# To do
Copy each line of the records that includes "highway".

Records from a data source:
----------------------------------------

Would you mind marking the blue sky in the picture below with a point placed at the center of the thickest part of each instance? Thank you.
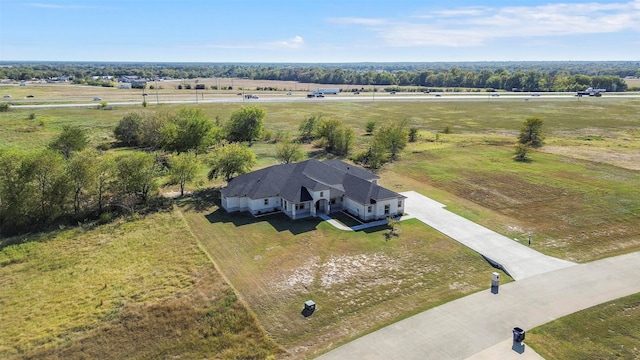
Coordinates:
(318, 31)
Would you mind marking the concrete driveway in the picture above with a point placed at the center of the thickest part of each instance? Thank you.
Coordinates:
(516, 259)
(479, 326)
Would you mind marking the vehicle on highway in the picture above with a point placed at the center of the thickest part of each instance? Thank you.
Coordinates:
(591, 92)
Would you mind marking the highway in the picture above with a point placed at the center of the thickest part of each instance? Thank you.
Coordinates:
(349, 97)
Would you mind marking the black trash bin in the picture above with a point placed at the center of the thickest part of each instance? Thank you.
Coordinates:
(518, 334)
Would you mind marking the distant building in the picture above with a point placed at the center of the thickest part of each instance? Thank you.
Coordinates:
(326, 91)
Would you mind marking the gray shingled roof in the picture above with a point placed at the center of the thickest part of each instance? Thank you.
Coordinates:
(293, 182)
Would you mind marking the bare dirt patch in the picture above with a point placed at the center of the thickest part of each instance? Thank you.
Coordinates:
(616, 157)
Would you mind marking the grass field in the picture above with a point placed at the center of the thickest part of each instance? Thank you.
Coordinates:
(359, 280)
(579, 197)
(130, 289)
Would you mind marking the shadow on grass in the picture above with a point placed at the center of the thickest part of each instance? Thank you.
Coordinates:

----------------------------------------

# Result
Would you mind marking the vehicle on highway in the picture above with a point placed at the center of the thickest part of each instance? Thank you.
Would you mind marking the highway in the picture above with a point placed at the center of the thickest part of each instance? Thank you.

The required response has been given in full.